The answer should consist of every record, reproduced exactly.

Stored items
'''
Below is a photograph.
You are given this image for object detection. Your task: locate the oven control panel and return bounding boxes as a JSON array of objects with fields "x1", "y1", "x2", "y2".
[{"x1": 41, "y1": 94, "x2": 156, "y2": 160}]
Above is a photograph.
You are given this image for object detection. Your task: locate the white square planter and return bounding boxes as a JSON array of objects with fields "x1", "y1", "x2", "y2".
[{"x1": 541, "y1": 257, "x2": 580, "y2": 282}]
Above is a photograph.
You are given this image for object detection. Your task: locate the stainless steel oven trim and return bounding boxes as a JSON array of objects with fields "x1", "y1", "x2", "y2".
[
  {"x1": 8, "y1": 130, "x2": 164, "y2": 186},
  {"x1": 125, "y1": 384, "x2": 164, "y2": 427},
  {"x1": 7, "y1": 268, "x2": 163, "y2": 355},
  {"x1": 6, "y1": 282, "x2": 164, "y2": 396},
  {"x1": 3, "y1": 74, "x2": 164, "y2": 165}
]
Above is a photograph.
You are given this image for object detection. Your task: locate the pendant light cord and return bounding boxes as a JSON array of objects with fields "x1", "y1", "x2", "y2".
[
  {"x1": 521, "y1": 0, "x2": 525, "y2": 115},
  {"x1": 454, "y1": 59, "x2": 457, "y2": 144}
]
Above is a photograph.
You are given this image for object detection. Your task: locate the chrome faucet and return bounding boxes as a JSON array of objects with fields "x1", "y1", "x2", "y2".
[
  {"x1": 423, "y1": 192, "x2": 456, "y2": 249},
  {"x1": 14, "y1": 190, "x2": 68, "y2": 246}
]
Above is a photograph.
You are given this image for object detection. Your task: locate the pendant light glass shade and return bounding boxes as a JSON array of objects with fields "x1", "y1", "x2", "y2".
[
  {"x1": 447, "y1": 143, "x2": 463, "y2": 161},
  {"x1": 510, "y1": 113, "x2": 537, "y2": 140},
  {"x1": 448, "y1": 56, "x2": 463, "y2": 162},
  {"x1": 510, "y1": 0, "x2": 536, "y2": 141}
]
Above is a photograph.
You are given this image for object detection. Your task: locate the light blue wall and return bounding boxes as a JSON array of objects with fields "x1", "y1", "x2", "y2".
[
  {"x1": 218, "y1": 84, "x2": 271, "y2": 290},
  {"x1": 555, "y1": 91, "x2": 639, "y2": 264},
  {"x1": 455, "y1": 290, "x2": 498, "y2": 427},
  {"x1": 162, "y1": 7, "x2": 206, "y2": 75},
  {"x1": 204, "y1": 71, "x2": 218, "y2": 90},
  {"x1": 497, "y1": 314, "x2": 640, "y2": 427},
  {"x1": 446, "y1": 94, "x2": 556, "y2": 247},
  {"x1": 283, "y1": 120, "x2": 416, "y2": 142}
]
'''
* **SOLUTION TO THE EXERCISE**
Below is a photograph.
You are given this image for object detection. Your task: locate the oven control panel and return bounding boxes as a JSON array of objects with fields "x1", "y1", "x2", "y2".
[{"x1": 41, "y1": 94, "x2": 156, "y2": 160}]
Above is a photograph.
You are given this image for object detection. Your task: locate the white square planter and return bounding boxes as a JSON array of objects with fields "x1", "y1", "x2", "y2".
[{"x1": 541, "y1": 257, "x2": 580, "y2": 282}]
Above is a photograph.
You are given this image for object detection. Your task: locate the stainless steel oven trim and return bounding boxes as a JSON array of objects with fields "x1", "y1", "x2", "y2".
[
  {"x1": 8, "y1": 130, "x2": 164, "y2": 186},
  {"x1": 125, "y1": 384, "x2": 164, "y2": 427},
  {"x1": 7, "y1": 268, "x2": 163, "y2": 355},
  {"x1": 6, "y1": 282, "x2": 164, "y2": 396},
  {"x1": 3, "y1": 74, "x2": 164, "y2": 165}
]
Above is a photograph.
You are given this image for object detection. Your task: locate the pendant light cord and return bounding boxes as a JSON array of objects with fields "x1", "y1", "x2", "y2".
[
  {"x1": 521, "y1": 0, "x2": 525, "y2": 115},
  {"x1": 454, "y1": 59, "x2": 457, "y2": 144}
]
Above is a photograph.
You are given this image for object detection. Your task: locate the chrome faucet and return bounding boxes as a JSON array of objects with fields "x1", "y1", "x2", "y2".
[
  {"x1": 423, "y1": 192, "x2": 456, "y2": 249},
  {"x1": 14, "y1": 190, "x2": 68, "y2": 246}
]
Above is a photograph.
You are given this image for object detection. Your task: locate the pendant light glass shade and return bounding boxes as a JSON array of objects with fields "x1", "y1", "x2", "y2".
[
  {"x1": 447, "y1": 143, "x2": 463, "y2": 161},
  {"x1": 510, "y1": 113, "x2": 537, "y2": 140},
  {"x1": 448, "y1": 56, "x2": 463, "y2": 162},
  {"x1": 510, "y1": 0, "x2": 536, "y2": 141}
]
Above is a photograph.
You are given this image for object detection. Your task: locate the light blue wall and return bounding boxes as a JSON array of objects with fields "x1", "y1", "x2", "y2".
[
  {"x1": 218, "y1": 84, "x2": 271, "y2": 290},
  {"x1": 555, "y1": 91, "x2": 639, "y2": 264},
  {"x1": 455, "y1": 290, "x2": 498, "y2": 427},
  {"x1": 162, "y1": 7, "x2": 206, "y2": 75},
  {"x1": 204, "y1": 71, "x2": 218, "y2": 90},
  {"x1": 497, "y1": 314, "x2": 640, "y2": 427},
  {"x1": 446, "y1": 94, "x2": 556, "y2": 247},
  {"x1": 283, "y1": 120, "x2": 416, "y2": 142}
]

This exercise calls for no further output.